** START Records provided **

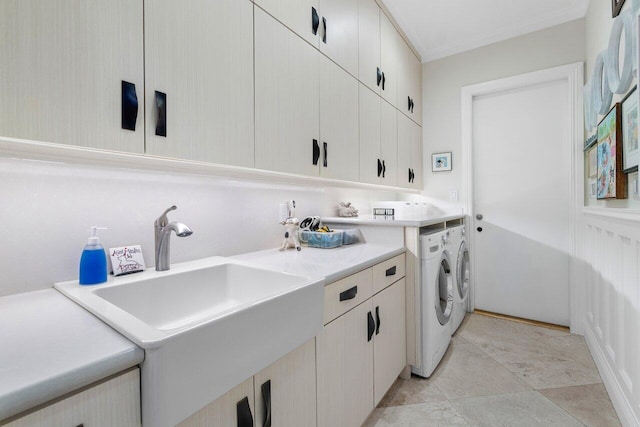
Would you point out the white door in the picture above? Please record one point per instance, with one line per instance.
(522, 192)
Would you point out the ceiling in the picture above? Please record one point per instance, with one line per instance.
(439, 28)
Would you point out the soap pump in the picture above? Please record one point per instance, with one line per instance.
(93, 263)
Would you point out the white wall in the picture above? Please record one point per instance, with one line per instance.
(444, 78)
(47, 207)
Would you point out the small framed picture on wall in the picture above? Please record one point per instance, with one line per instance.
(630, 132)
(441, 162)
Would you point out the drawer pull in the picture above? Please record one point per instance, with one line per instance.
(243, 413)
(349, 294)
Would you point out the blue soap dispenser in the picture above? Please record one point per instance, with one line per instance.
(93, 263)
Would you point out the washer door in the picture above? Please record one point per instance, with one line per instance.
(444, 290)
(463, 271)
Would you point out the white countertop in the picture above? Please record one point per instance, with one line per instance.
(332, 264)
(400, 221)
(51, 346)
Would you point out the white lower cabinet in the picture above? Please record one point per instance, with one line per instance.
(115, 402)
(283, 394)
(361, 352)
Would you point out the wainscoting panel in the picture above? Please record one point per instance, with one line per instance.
(610, 259)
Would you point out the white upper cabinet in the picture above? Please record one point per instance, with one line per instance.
(199, 54)
(389, 55)
(369, 71)
(301, 16)
(339, 32)
(287, 99)
(62, 68)
(409, 83)
(338, 123)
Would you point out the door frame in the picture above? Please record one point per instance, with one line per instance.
(573, 74)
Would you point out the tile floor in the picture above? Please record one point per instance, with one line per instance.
(498, 372)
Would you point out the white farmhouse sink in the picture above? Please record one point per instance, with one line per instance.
(205, 325)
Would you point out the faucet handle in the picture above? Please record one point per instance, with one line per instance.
(162, 220)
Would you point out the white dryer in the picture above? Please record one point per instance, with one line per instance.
(436, 301)
(460, 255)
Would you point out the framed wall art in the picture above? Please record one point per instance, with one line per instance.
(611, 182)
(616, 7)
(441, 162)
(630, 132)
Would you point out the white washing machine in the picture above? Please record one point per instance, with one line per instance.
(460, 256)
(436, 301)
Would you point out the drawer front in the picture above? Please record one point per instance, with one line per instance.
(343, 295)
(388, 272)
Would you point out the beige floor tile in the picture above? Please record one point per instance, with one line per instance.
(466, 371)
(588, 403)
(432, 414)
(411, 391)
(526, 409)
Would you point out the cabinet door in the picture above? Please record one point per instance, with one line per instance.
(389, 42)
(286, 390)
(390, 352)
(339, 38)
(409, 83)
(200, 54)
(389, 143)
(226, 410)
(345, 369)
(338, 123)
(369, 44)
(62, 67)
(113, 403)
(287, 99)
(409, 153)
(370, 129)
(296, 15)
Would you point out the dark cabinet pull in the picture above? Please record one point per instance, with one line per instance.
(129, 106)
(266, 398)
(349, 294)
(324, 35)
(161, 107)
(243, 413)
(316, 152)
(315, 21)
(324, 161)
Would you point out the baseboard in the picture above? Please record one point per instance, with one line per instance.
(624, 408)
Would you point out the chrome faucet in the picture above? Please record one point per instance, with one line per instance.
(163, 230)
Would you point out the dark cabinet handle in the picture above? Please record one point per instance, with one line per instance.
(161, 107)
(315, 21)
(349, 294)
(266, 399)
(324, 161)
(243, 413)
(316, 152)
(129, 106)
(371, 326)
(324, 35)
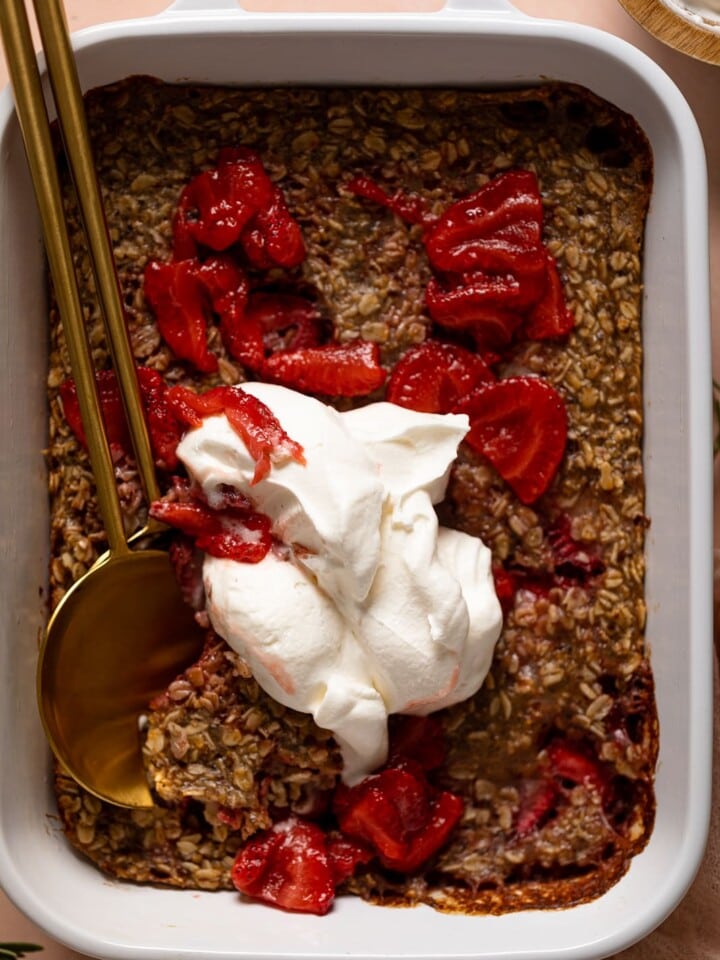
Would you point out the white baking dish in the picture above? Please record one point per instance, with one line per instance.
(485, 42)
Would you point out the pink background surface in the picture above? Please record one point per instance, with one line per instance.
(699, 82)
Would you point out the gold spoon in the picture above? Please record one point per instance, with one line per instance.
(122, 632)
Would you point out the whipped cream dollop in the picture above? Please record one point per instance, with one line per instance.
(370, 607)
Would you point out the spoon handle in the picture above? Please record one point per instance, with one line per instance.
(62, 71)
(35, 129)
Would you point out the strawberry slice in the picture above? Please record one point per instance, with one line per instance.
(520, 425)
(113, 413)
(243, 536)
(183, 295)
(217, 204)
(252, 420)
(505, 587)
(345, 856)
(384, 810)
(498, 228)
(273, 237)
(397, 814)
(490, 305)
(432, 376)
(549, 318)
(163, 427)
(288, 867)
(538, 801)
(410, 208)
(573, 560)
(571, 762)
(445, 813)
(420, 739)
(287, 321)
(335, 369)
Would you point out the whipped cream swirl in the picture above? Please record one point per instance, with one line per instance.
(370, 607)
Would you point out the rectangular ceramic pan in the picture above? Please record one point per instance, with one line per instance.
(485, 43)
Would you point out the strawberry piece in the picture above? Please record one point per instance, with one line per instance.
(384, 810)
(445, 813)
(396, 813)
(538, 802)
(187, 563)
(573, 560)
(273, 237)
(216, 205)
(113, 413)
(191, 407)
(505, 587)
(345, 856)
(178, 301)
(549, 317)
(253, 421)
(488, 304)
(287, 866)
(432, 376)
(571, 762)
(286, 321)
(410, 208)
(164, 428)
(497, 228)
(520, 425)
(185, 294)
(420, 739)
(335, 369)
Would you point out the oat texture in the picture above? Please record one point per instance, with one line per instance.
(571, 661)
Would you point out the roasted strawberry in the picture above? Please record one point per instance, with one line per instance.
(573, 560)
(384, 810)
(520, 425)
(230, 535)
(186, 295)
(497, 229)
(250, 418)
(445, 812)
(345, 856)
(549, 317)
(273, 237)
(573, 763)
(164, 428)
(180, 305)
(111, 406)
(505, 587)
(410, 208)
(489, 305)
(398, 815)
(287, 321)
(335, 369)
(420, 739)
(432, 376)
(538, 801)
(217, 204)
(287, 866)
(186, 562)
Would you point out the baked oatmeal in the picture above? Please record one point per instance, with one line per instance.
(554, 757)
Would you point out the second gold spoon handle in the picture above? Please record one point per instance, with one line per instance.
(65, 84)
(32, 114)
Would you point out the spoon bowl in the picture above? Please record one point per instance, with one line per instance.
(123, 631)
(101, 664)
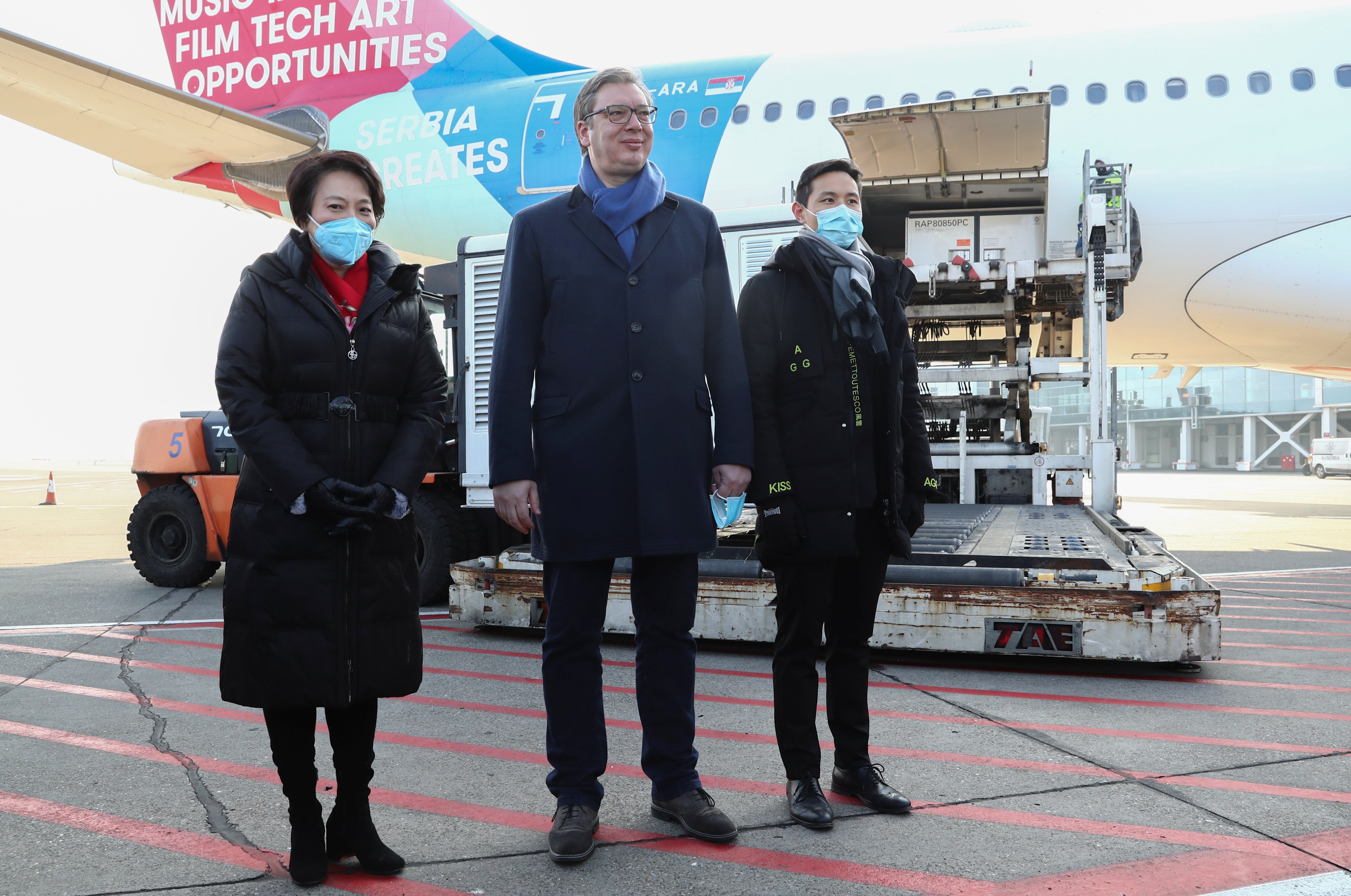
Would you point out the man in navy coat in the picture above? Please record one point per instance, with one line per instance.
(618, 310)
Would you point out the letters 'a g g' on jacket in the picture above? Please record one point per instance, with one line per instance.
(804, 449)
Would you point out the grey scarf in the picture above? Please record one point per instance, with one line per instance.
(850, 278)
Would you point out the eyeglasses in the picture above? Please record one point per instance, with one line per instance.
(621, 114)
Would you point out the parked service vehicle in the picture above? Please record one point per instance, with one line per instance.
(1330, 457)
(187, 469)
(1003, 234)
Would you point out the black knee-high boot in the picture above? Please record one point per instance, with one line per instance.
(352, 732)
(292, 734)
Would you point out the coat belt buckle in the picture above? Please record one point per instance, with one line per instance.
(342, 406)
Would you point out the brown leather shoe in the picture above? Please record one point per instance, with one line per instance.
(695, 811)
(573, 836)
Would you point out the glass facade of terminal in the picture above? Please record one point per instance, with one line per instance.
(1223, 417)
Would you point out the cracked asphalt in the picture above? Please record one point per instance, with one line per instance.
(123, 772)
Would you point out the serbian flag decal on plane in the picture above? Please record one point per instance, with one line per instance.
(725, 86)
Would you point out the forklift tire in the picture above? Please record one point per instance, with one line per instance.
(446, 534)
(168, 538)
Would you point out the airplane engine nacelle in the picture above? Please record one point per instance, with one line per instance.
(1284, 299)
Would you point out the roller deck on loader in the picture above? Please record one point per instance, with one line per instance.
(1003, 236)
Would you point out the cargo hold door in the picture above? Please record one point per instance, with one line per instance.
(977, 136)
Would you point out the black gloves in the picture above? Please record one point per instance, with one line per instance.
(376, 498)
(779, 532)
(349, 506)
(911, 511)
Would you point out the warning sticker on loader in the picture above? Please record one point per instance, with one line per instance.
(1030, 636)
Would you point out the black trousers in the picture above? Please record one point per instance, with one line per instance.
(663, 594)
(839, 595)
(352, 734)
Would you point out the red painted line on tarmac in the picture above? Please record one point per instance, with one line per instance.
(1284, 666)
(1183, 875)
(1114, 702)
(114, 661)
(1322, 622)
(1242, 644)
(1291, 632)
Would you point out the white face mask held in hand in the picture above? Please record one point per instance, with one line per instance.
(726, 510)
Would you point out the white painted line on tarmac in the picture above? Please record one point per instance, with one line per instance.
(153, 622)
(1334, 884)
(1272, 572)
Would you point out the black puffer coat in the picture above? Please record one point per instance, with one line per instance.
(311, 619)
(804, 447)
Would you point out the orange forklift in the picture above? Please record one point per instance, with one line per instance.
(187, 469)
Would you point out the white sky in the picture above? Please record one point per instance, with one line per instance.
(118, 291)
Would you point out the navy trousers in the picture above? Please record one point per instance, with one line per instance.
(663, 594)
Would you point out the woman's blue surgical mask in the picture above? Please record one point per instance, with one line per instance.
(727, 510)
(344, 241)
(841, 225)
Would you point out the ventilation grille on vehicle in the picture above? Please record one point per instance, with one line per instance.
(269, 179)
(487, 278)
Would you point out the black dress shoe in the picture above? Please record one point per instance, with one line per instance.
(869, 787)
(808, 806)
(695, 811)
(573, 836)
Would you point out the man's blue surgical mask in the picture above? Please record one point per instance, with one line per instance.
(841, 225)
(727, 510)
(344, 241)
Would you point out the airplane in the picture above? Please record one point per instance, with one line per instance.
(1235, 133)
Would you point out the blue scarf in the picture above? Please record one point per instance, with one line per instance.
(622, 207)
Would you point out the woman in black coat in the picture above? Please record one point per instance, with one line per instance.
(330, 378)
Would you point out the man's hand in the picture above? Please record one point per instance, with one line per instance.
(517, 501)
(731, 480)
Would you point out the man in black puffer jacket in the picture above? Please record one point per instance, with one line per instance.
(842, 467)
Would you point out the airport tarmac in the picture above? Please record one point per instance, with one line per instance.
(125, 772)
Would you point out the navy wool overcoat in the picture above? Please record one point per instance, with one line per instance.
(627, 361)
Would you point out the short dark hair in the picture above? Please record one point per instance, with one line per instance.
(307, 174)
(816, 169)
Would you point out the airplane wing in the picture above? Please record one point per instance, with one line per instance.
(149, 126)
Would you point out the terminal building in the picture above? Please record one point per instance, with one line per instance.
(1221, 418)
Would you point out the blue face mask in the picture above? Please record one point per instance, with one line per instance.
(344, 241)
(727, 510)
(841, 225)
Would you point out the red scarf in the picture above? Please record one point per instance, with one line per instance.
(348, 291)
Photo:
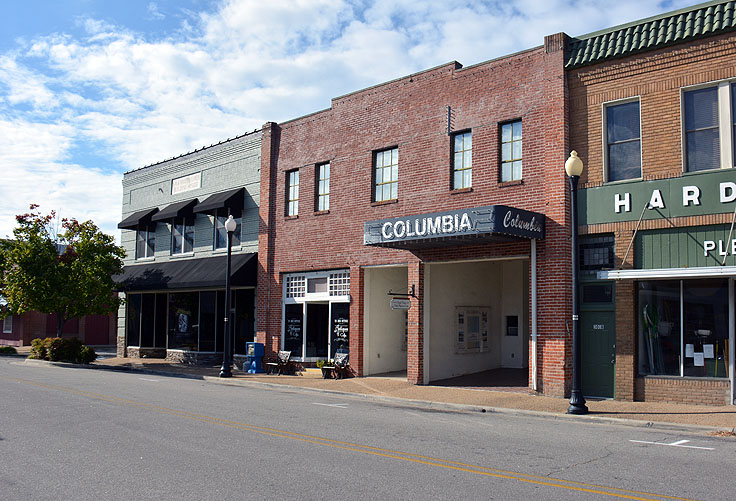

** END Records provided **

Exercise details
Copy out the records above from the line containing "Would you point out the woman in" through the end of the records, both ends included. Leave the pictures out of your answer.

Full response
Would you point out the woman in black coat in the picture above? Please record one point per instance, with one line per instance.
(330, 378)
Would you point out the man's hand in the picture above? Please record one point per instance, with one line per instance.
(517, 501)
(731, 480)
Would you point out the man in black puffer jacket in the picture above? Please record one point per instance, with one line per instance.
(842, 467)
Would you point out the airport tarmac in the picture above? Please record one point per instance, with one line per instance.
(125, 772)
Would you point out the navy wool overcoat in the picture above? Please record one point per instance, with one line per instance.
(627, 361)
Would you point out the short dark hair in the picture above? Please record one point per instance, with one line per instance.
(307, 174)
(816, 169)
Would you point out the airplane wing in the picture above? Please record one point per instance, with one line per instance.
(149, 126)
Would you point out the terminal building in the picture above? Please record one point per instance, with one line per instance.
(1221, 418)
Would you point out the blue face mask in the picture above? Please record one point per instance, with one line per instance.
(344, 241)
(727, 510)
(841, 225)
Would you point out the red scarf in the picture above? Please record one point per instance, with one line per instance.
(348, 291)
Photo:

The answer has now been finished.